- НАБОР ДАННЫХ:
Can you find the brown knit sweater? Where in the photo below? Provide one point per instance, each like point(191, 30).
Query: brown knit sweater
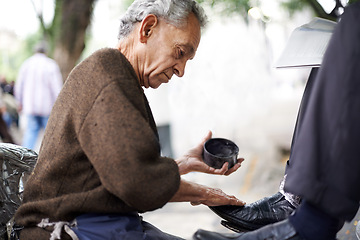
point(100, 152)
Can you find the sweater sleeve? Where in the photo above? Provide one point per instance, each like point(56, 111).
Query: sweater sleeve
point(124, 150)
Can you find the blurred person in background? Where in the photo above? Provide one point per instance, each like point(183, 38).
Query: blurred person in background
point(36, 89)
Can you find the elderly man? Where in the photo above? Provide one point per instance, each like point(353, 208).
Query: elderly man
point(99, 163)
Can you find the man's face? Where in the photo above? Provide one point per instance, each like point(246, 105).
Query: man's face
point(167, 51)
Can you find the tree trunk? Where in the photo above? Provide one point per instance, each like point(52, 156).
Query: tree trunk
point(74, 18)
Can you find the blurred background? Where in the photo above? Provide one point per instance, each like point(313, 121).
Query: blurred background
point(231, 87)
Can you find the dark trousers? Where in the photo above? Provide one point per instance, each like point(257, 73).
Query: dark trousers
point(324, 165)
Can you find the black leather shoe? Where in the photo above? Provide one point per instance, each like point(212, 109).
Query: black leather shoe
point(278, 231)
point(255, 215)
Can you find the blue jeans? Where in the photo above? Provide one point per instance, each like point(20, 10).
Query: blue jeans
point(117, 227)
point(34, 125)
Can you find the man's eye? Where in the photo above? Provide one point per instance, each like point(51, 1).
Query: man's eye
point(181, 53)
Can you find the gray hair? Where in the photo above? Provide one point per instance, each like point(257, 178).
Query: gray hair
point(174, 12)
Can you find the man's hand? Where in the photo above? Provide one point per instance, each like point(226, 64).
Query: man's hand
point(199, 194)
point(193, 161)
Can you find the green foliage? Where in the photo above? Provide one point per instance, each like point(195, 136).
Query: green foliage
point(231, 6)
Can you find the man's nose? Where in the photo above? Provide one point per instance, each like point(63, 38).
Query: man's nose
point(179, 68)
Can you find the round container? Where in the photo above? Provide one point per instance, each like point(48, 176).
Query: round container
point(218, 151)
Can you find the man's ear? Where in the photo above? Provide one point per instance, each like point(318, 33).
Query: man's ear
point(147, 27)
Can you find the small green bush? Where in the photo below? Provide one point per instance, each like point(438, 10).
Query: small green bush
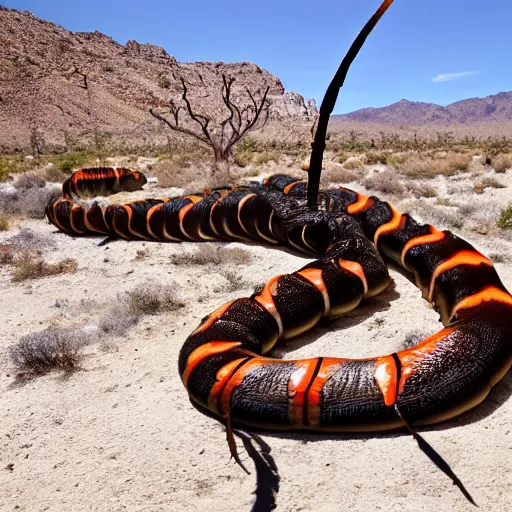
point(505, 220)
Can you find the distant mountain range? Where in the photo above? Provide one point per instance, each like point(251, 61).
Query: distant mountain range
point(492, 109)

* * *

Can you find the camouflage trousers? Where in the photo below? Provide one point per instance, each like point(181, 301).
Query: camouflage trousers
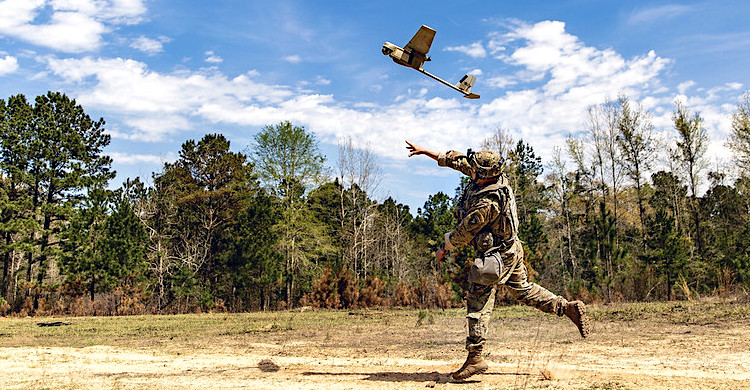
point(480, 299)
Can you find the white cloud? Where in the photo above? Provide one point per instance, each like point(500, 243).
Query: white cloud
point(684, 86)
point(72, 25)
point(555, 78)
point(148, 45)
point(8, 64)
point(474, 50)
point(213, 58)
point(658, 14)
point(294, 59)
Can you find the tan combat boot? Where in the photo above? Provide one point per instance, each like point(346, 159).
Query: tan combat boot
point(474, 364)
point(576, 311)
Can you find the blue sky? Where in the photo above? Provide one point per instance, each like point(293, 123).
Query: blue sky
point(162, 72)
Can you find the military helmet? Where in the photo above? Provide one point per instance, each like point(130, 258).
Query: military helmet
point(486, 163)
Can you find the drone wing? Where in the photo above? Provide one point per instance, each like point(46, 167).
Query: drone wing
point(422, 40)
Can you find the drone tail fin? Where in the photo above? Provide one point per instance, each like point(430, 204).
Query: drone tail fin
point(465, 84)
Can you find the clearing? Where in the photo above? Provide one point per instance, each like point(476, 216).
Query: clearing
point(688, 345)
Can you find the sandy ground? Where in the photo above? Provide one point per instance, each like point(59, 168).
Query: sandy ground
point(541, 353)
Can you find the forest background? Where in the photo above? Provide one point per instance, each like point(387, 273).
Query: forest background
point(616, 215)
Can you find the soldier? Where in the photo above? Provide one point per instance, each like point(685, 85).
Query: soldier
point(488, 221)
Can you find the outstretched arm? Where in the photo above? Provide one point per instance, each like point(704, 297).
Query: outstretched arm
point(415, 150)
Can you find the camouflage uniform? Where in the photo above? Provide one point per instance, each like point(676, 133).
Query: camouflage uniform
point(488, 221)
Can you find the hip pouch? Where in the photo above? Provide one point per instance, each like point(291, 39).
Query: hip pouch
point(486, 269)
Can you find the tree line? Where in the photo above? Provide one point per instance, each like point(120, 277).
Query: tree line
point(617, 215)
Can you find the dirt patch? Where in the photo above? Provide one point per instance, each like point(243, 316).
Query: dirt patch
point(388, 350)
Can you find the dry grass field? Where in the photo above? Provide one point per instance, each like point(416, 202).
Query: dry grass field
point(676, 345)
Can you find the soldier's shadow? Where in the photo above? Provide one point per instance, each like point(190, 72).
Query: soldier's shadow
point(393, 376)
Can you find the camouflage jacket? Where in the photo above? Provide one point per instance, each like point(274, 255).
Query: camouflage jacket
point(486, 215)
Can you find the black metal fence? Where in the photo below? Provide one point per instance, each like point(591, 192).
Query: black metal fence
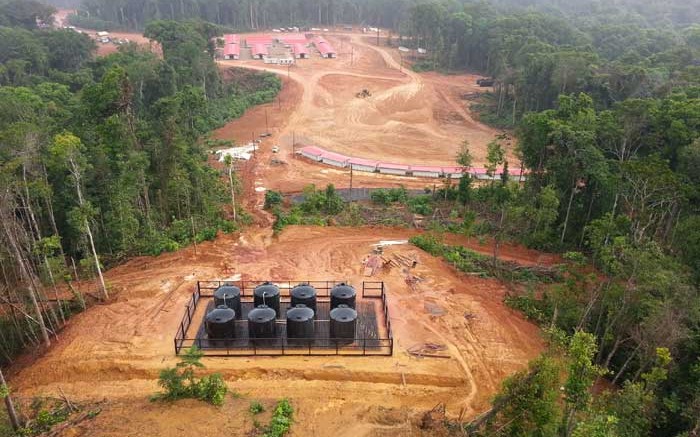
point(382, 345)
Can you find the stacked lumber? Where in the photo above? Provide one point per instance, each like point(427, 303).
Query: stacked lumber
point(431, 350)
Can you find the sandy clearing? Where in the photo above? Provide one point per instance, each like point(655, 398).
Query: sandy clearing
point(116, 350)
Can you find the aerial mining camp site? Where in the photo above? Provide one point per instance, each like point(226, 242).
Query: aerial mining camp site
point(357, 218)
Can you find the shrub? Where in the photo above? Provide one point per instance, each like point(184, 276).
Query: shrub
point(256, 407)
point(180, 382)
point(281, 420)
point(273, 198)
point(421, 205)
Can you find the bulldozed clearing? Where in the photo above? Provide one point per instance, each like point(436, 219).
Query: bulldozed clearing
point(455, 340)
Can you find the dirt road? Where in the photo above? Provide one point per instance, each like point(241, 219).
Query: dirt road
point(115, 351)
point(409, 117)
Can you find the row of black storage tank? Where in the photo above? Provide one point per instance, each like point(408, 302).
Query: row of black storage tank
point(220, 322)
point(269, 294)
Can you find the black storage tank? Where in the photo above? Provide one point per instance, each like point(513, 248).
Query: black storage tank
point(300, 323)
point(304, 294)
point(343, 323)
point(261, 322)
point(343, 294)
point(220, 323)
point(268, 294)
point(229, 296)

==

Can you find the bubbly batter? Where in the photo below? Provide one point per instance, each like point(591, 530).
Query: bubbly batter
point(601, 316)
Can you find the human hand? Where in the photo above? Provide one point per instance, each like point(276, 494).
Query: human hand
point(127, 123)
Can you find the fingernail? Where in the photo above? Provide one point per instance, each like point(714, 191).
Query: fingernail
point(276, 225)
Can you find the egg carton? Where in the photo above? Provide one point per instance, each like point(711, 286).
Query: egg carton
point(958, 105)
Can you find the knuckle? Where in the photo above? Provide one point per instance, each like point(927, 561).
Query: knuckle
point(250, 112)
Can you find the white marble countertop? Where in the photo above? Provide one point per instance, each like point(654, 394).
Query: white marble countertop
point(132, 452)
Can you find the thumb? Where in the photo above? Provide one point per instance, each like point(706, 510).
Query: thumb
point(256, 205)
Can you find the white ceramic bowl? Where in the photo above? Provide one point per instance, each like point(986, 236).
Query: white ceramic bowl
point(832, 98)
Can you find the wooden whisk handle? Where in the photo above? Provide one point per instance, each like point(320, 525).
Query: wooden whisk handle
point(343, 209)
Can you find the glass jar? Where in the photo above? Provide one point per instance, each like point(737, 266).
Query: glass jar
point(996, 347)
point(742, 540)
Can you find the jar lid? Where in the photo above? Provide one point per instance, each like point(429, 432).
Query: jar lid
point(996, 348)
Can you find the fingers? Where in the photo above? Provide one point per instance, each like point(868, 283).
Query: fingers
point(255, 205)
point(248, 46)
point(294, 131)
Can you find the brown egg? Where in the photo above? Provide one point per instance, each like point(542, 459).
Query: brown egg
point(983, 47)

- ПИСЬМЕННОЕ ЗАДАНИЕ: Преобразуйте в нумерованный список строки записей, начиная со строки, содержащей «Can you find the drone tail», и заканчивая строкой, содержащей «point(688, 345)», включительно. Пустые строки в список не включайте.

- ОТВЕТ:
1. Can you find the drone tail fin? Where in the photo above? Provide one point per instance, each like point(430, 204).
2. Query: drone tail fin
3. point(465, 84)
4. Can you find the clearing? Where in the photo above? Provide one point per instance, each like point(476, 216).
5. Query: clearing
6. point(688, 345)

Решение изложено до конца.